-- start --

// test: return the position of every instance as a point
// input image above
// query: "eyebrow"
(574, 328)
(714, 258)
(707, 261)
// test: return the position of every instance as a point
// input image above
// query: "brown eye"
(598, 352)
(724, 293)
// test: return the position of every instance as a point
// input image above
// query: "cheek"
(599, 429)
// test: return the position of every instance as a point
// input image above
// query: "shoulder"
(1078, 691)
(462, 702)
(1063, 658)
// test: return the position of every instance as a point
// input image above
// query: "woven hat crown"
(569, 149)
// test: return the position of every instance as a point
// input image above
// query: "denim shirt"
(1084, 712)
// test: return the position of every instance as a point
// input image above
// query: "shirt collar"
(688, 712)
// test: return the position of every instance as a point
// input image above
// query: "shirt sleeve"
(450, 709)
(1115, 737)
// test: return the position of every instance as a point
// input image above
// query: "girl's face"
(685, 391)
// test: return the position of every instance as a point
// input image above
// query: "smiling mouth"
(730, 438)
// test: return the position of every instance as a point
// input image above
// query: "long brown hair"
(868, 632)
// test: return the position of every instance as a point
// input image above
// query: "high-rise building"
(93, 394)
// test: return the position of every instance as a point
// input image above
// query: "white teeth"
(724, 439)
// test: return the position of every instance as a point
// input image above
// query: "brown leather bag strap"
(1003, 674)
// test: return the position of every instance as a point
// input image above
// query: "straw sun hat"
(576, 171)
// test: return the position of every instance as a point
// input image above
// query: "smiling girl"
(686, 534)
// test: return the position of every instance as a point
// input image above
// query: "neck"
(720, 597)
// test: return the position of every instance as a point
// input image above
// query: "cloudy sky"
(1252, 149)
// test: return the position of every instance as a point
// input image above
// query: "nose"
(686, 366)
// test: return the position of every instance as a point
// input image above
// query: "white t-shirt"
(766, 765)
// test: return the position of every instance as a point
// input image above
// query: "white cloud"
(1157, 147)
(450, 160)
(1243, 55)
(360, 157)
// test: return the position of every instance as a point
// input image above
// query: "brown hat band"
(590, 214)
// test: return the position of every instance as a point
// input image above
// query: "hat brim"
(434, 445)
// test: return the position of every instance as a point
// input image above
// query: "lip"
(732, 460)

-- end --

* What you should do
Reproduce all of the records above, switching every occurrence of "position" to "location" and leaving everything else unchanged.

* Result of the task
// test: return the location of every instance as a point
// input image above
// query: "eyebrow"
(574, 328)
(714, 258)
(707, 261)
// test: return the location of every instance as a point
// input image above
// query: "brown eye"
(598, 352)
(724, 293)
// test: return the location of every instance as a point
// input image above
// query: "cheek"
(599, 429)
// test: return the location of every instance as a point
// input image above
// query: "shoulder"
(1078, 691)
(462, 702)
(1063, 658)
// test: return the location of every instance as a point
// input image above
// query: "woven hat crown"
(569, 149)
// test: return the location of every instance as a point
// input image above
// query: "denim shirt"
(1084, 712)
// test: return the location of every instance as a point
// input image above
// query: "shirt collar"
(688, 712)
// test: return the location of every instance as a point
// input image above
// query: "shirt sleeve"
(450, 709)
(1115, 737)
// test: return the location of every instance as a point
// input image above
// query: "girl's face"
(685, 391)
// test: return the location of every instance as a point
// input image above
// query: "smiling mouth"
(730, 438)
// test: return the location of every instance as a point
// input image above
// query: "long brown hair"
(868, 632)
// test: return the location of every instance as a point
// input image above
// query: "high-rise building"
(93, 394)
// test: return the location of every instance as a point
// input image above
// query: "white teeth"
(724, 439)
// test: return the location of every instance as a point
// input image above
// query: "brown leather bag strap"
(1003, 674)
// test: return the location of every instance as a point
// input image above
// query: "straw sun hat"
(576, 171)
// test: return the location of every instance as a point
// input image above
// query: "smiling girl"
(686, 534)
// test: return the location of every instance as a point
// input image above
// query: "neck"
(720, 597)
// test: return the location of every instance as a point
// input image above
// query: "cloudy sky"
(1252, 149)
// test: return the location of every instance as a point
// input image above
// query: "nose"
(686, 366)
// test: return the location of every instance as a point
// input image above
// query: "white t-shirt"
(766, 765)
// test: return the location of every instance as a point
// input image above
// query: "white cloud"
(1157, 147)
(450, 160)
(1243, 55)
(360, 157)
// test: return the location of every instance as a point
// input image above
// query: "brown hat band"
(590, 214)
// test: return the location of every instance as a point
// input image above
// query: "hat brim"
(434, 445)
// test: return the location of every instance as a point
// input image above
// query: "lip"
(732, 460)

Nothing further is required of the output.